_WHAT YOU HAVE TO DO_
Verbatim copy without pictures. Please print every entry as it stands.

Stored data entries:

--- START ---

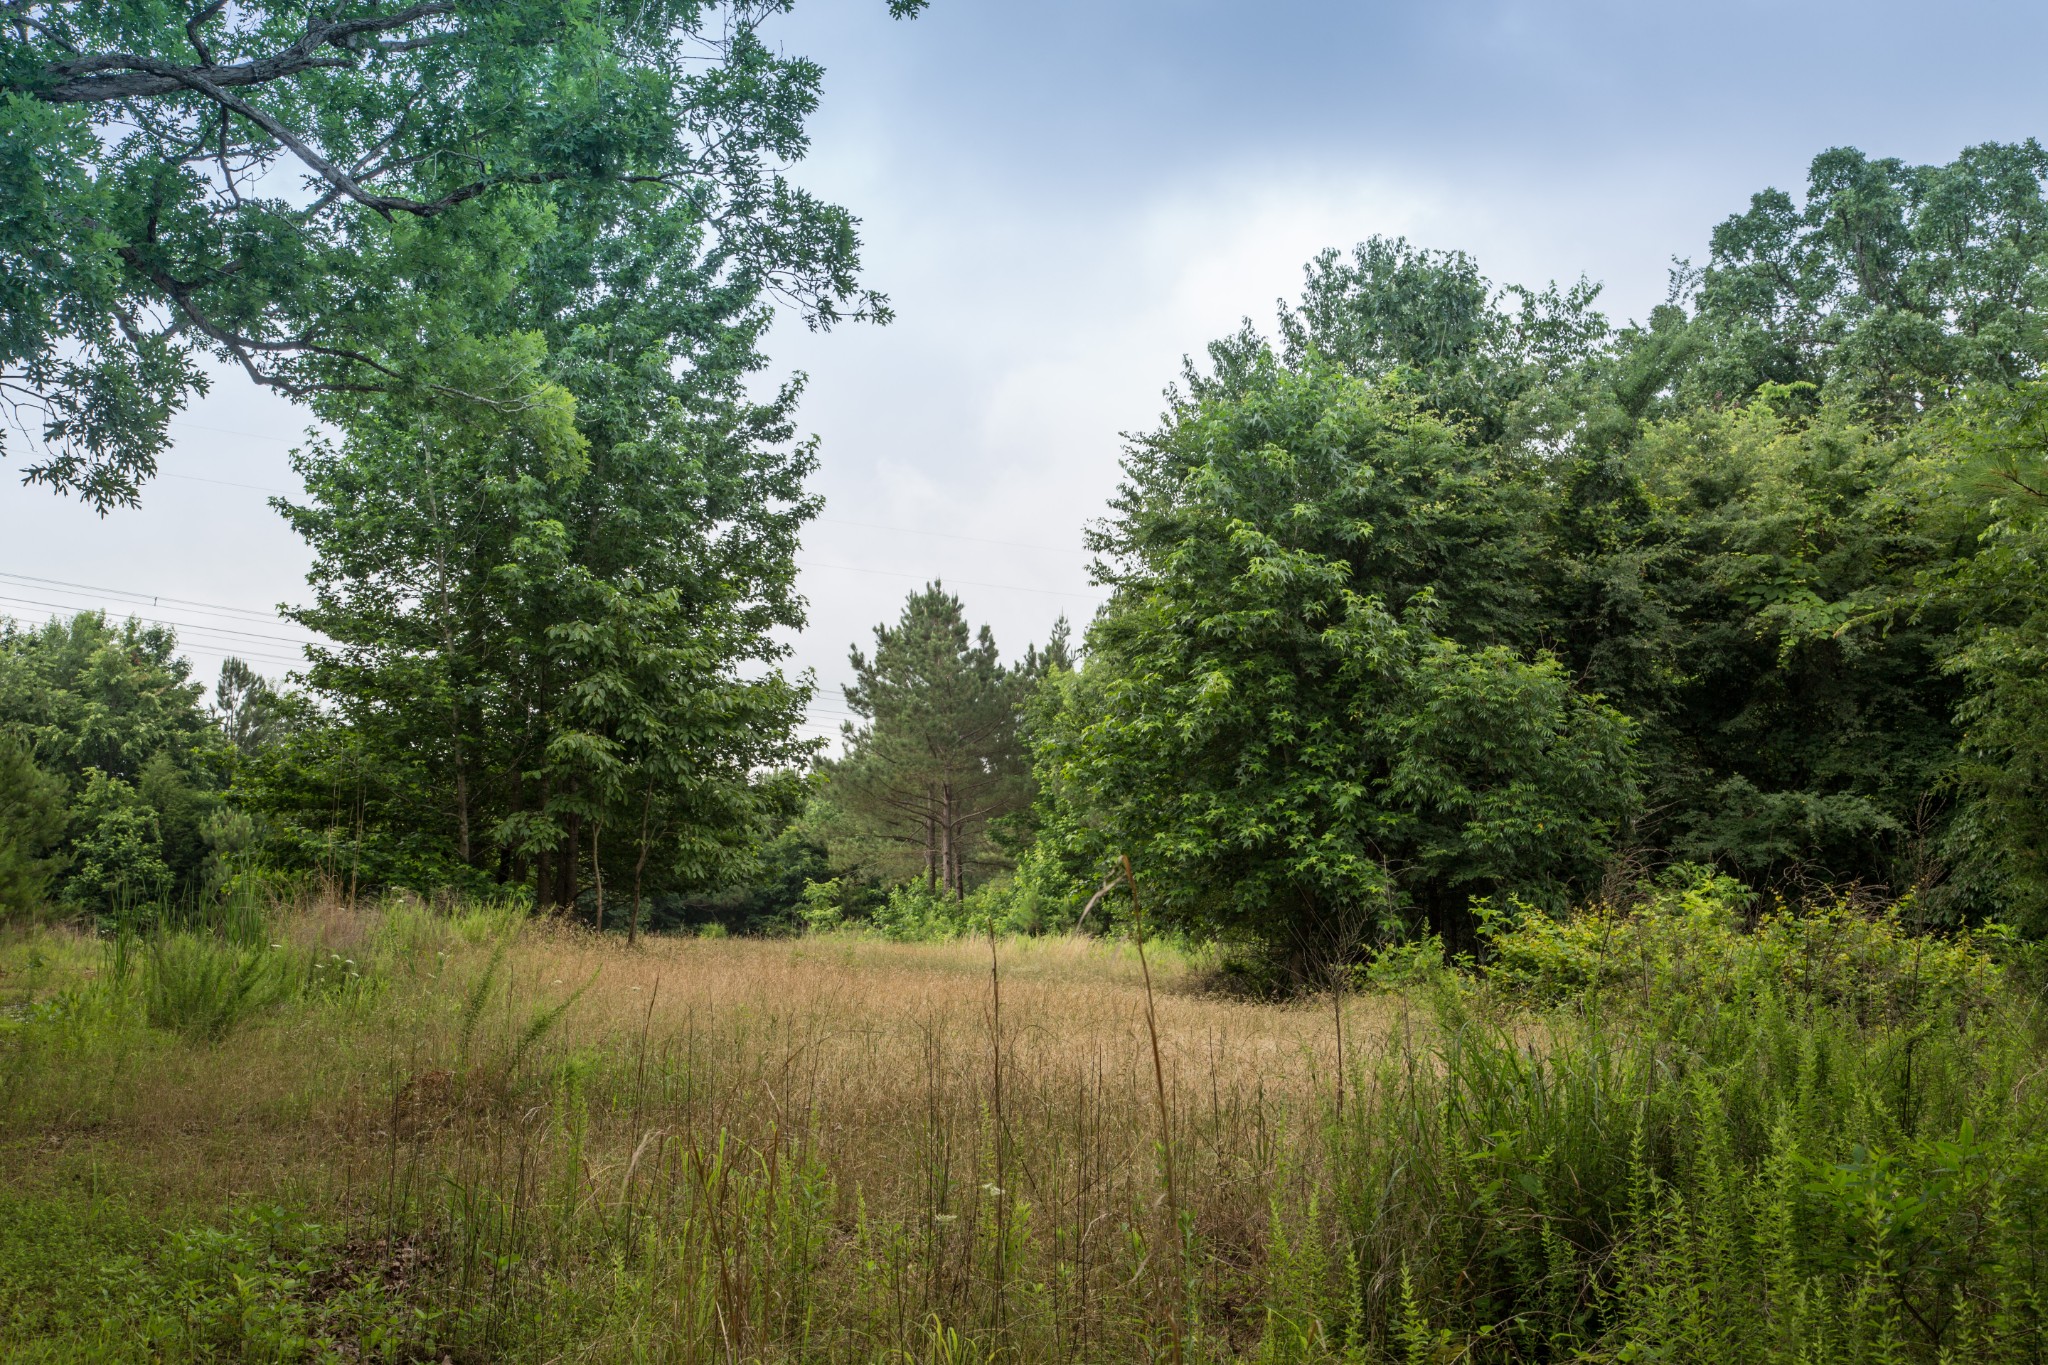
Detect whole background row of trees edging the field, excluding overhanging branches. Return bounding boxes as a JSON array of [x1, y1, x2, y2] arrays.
[[0, 141, 2048, 970]]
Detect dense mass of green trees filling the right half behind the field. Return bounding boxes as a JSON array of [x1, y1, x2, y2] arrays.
[[1034, 143, 2048, 954]]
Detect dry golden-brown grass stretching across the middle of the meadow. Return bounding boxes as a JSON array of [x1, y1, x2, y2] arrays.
[[8, 905, 1393, 1359]]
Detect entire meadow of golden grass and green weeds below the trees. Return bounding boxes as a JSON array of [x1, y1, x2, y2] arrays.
[[0, 902, 2048, 1361]]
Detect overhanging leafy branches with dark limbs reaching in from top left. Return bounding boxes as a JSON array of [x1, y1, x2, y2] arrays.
[[0, 0, 924, 510]]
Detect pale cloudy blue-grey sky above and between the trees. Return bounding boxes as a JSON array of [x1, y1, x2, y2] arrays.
[[0, 0, 2048, 749]]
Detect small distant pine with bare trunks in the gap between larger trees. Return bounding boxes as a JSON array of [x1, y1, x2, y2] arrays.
[[819, 583, 1040, 898]]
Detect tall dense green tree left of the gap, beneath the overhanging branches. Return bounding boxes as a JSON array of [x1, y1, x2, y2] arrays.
[[252, 313, 815, 907]]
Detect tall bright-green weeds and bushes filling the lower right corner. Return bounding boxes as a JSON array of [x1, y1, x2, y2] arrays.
[[1333, 925, 2048, 1365]]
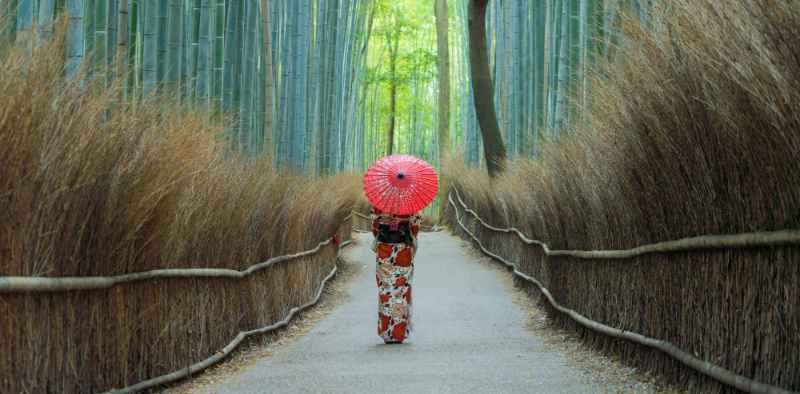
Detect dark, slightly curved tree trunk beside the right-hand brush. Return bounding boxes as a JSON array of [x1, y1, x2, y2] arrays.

--- END ---

_SOLVED EXERCISE_
Detect whole background row of trees edging the field, excluding overhanging branches. Return bounding boxes as a JSON array of [x1, y1, x2, y2] arrays.
[[0, 141, 2048, 970]]
Detect dense mass of green trees filling the right half behind the field. Return bounding boxes as a JSON array of [x1, y1, x2, y2] arrays.
[[1034, 143, 2048, 954]]
Detect dry golden-brown grass stretching across the middle of the meadow. Return bounding boxes as a JSON array of [x1, y1, x2, y2] arrays.
[[8, 905, 1393, 1359]]
Detect entire meadow of golden grass and green weeds below the trees. Return bounding boxes as a JSON array of [x1, y1, x2, y2] arrays.
[[0, 902, 2048, 1361]]
Detect overhanging leafy branches with dark limbs reaching in from top left. Return bounding boxes as a JSON array of [x1, y1, x2, y2] arrays.
[[0, 0, 924, 510]]
Detect pale cloudy blue-grey sky above and between the trees. Return bounding boxes as a JSON array of [x1, y1, x2, y2] arrays.
[[0, 0, 2048, 749]]
Detect small distant pine with bare trunks in the gap between larger trees. Return bounding boxes as a JSON array of [x1, y1, x2, y2] arrays.
[[819, 583, 1040, 898]]
Detect tall dense green tree left of the gap, beneath the overhanging branches. Return bounding boxes as a JSON array of [x1, y1, x2, y2] arrays.
[[252, 313, 815, 907]]
Detect tall bright-green weeds and bushes filling the lower right corner. Return bounding boxes as a JSON array of [x1, y1, x2, y2] arrays.
[[1333, 925, 2048, 1365]]
Detect dark, slightly curved tree trunk beside the right-hand brush. Return bounding boxes as a JSON array of [x1, y1, x2, y2] arrays.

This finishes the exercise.